TEXT SECTION >>
____________________

Politics | 07/29/2008 2:35 am
Female Bombers Kill More Than 50 in Iraq, Mostly Other Women

They can get past most checkpoints in Iraq because customs of modesty prevent male guards from frisking them. Their flowing black garments hide something deadly underneath – explosives that can, and do, kill scores of people around them when detonated.
"They" are female suicide bombers. Except, they don’t just kill themselves. Four such bombers in two Iraqi cities brought explosives into heavily secured areas this way on Monday, killing at least 51 people (other reports say at least 57 to 61 died) and injuring 250 more – many of the victims women.
One of the women detonated herself in the midst of a massive Kurdish demonstration in the northern Iraqi city of Kirkuk, while the other three attacked Shiites in Baghdad within minutes of each other – at a tent to feed religious pilgrims, at a checkpoint where women waited to be searched by other female guards, and in a crowd of marchers taking part in one of the most important days in Shiite Islam.

____________________

ASSIGNMENT 1 >> Quote the article on the Iraq bombings between "They can get" and "them when detonated.", inclusive.
ASSIGNMENT 2 >> Say whether each statement agrees with the article on the Iraq bombings, answering yes or no and quoting the words that decide it: (a) Three of the bombers struck in Baghdad. (b) The bomber in Kirkuk targeted a tent feeding pilgrims. (c) The attacks injured 250 people.
Rely on nothing but the article on the Iraq bombings.

GIVEN RECORDS >>
____________________

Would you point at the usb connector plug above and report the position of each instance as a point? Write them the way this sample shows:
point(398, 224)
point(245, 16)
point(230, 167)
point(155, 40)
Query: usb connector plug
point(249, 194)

____________________

EXPECTED OUTPUT 1 >>
They can get past most checkpoints in Iraq because customs of modesty prevent male guards from frisking them. Their flowing black garments hide something deadly underneath – explosives that can, and do, kill scores of people around them when detonated.

EXPECTED OUTPUT 2 >>
(a) Yes: "the other three attacked Shiites in Baghdad within minutes of each other"
(b) No: "One of the women detonated herself in the midst of a massive Kurdish demonstration in the northern Iraqi city of Kirkuk"
(c) Yes: "injuring 250 more"